** Records to process follows **

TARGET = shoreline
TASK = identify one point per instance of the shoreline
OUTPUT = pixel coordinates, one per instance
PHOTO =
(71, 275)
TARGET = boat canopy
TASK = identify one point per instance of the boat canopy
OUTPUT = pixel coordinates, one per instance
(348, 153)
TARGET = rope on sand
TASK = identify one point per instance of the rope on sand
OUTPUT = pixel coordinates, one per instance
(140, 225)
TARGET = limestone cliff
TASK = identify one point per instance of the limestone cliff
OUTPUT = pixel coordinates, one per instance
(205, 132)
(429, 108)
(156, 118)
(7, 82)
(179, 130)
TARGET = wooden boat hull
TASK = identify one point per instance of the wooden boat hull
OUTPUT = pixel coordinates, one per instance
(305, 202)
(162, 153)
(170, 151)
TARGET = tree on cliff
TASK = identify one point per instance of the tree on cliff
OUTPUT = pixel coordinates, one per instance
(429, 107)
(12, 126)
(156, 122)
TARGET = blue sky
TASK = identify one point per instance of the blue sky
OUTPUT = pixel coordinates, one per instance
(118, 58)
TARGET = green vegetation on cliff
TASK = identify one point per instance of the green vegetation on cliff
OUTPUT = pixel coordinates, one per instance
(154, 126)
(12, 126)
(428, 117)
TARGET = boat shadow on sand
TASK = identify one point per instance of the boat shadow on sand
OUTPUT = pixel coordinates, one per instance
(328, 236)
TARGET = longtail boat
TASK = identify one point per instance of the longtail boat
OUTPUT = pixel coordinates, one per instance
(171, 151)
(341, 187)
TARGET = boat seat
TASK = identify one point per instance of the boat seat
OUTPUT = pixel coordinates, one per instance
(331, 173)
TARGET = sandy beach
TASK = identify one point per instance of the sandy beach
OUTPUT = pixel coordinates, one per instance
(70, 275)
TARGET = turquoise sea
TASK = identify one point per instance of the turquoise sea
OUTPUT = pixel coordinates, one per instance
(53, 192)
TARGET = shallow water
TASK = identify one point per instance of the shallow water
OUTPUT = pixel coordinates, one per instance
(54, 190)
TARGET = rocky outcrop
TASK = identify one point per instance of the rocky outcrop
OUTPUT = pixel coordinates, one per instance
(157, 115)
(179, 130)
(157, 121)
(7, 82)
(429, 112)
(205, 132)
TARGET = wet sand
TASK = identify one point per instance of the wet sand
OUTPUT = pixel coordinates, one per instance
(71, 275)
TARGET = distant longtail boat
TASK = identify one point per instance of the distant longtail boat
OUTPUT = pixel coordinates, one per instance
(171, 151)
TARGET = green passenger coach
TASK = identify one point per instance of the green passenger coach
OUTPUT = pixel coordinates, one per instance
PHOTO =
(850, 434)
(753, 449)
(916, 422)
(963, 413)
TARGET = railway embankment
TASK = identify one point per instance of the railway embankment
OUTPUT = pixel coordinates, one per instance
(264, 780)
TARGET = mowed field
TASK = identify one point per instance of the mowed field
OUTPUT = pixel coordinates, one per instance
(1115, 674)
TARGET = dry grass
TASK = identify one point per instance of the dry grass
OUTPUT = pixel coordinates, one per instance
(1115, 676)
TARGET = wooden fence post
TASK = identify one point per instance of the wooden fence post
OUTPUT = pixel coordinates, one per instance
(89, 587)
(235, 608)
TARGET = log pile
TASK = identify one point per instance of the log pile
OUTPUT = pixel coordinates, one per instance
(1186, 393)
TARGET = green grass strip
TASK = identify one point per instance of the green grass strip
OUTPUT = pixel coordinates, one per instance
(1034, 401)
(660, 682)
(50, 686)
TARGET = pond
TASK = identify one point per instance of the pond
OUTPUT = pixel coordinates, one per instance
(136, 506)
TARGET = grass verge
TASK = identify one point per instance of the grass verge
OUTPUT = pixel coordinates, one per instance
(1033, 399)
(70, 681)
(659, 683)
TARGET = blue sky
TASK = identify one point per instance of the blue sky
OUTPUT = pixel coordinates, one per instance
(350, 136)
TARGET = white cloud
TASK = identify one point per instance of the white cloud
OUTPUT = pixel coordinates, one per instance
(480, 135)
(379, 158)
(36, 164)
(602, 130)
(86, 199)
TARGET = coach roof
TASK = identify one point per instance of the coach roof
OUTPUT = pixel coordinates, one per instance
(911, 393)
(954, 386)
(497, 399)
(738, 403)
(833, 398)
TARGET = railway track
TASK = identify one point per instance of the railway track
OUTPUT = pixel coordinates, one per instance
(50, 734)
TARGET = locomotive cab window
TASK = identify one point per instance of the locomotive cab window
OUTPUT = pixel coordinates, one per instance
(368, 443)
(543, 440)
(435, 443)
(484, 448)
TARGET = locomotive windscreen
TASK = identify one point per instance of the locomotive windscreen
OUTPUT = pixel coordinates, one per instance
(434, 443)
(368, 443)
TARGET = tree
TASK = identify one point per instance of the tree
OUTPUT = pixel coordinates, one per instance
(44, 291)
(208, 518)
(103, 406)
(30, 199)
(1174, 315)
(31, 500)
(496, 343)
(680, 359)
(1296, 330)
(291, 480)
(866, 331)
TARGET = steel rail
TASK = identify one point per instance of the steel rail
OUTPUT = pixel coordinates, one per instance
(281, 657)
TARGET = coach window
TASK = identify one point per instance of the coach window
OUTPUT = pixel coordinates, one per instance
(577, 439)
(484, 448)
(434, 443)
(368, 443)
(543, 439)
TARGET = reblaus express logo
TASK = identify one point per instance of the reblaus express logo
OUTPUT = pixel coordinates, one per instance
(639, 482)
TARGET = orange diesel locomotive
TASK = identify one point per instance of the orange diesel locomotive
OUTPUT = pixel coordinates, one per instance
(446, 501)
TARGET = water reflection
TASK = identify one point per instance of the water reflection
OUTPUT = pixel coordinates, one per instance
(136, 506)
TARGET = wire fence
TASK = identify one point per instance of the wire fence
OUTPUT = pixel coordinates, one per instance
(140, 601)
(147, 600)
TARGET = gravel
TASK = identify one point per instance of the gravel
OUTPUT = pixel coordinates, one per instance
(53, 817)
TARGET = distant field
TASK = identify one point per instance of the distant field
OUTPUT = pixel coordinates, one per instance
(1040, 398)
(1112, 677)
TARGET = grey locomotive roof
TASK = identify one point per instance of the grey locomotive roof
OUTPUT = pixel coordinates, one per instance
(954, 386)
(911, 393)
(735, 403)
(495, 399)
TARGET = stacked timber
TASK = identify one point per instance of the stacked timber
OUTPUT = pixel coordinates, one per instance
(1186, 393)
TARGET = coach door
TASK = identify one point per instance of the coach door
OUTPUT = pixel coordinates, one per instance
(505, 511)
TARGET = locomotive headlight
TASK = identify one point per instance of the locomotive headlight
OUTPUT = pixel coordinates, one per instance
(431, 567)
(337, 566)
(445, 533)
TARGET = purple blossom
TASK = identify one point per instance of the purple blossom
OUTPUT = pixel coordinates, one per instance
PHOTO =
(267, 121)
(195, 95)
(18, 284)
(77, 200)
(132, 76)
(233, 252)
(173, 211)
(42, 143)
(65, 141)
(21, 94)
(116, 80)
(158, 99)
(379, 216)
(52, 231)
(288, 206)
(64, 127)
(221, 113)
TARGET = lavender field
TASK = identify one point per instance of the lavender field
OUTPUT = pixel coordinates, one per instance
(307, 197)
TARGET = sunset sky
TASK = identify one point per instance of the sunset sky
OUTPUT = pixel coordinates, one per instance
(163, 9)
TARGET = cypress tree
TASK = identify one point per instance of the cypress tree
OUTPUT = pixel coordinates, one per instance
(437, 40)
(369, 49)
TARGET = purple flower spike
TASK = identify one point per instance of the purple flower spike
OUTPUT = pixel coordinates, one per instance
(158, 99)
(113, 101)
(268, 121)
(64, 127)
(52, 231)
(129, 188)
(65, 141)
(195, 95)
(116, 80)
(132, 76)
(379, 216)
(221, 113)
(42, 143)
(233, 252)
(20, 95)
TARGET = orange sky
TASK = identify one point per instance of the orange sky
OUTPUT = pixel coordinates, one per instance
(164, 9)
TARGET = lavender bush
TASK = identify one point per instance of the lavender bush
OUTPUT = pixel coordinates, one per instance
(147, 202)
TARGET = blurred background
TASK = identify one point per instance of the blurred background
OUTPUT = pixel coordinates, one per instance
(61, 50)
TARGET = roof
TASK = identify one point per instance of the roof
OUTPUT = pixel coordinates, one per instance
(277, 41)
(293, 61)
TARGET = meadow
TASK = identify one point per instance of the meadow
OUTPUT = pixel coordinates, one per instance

** End of Records to process **

▶ **The problem**
What is needed is every line from the beginning of the data up to and including the line with "TASK = identify one point per instance of the limestone", given again word for word.

▶ **Answer to this task**
TARGET = shoreline
TASK = identify one point per instance of the shoreline
OUTPUT = pixel coordinates, one per instance
PHOTO =
(71, 275)
TARGET = boat canopy
TASK = identify one point per instance of the boat canopy
OUTPUT = pixel coordinates, one per instance
(348, 153)
TARGET = rope on sand
TASK = identify one point per instance of the rope on sand
OUTPUT = pixel coordinates, one per instance
(140, 225)
TARGET = limestone cliff
TASK = identify one point per instance of the limestone cliff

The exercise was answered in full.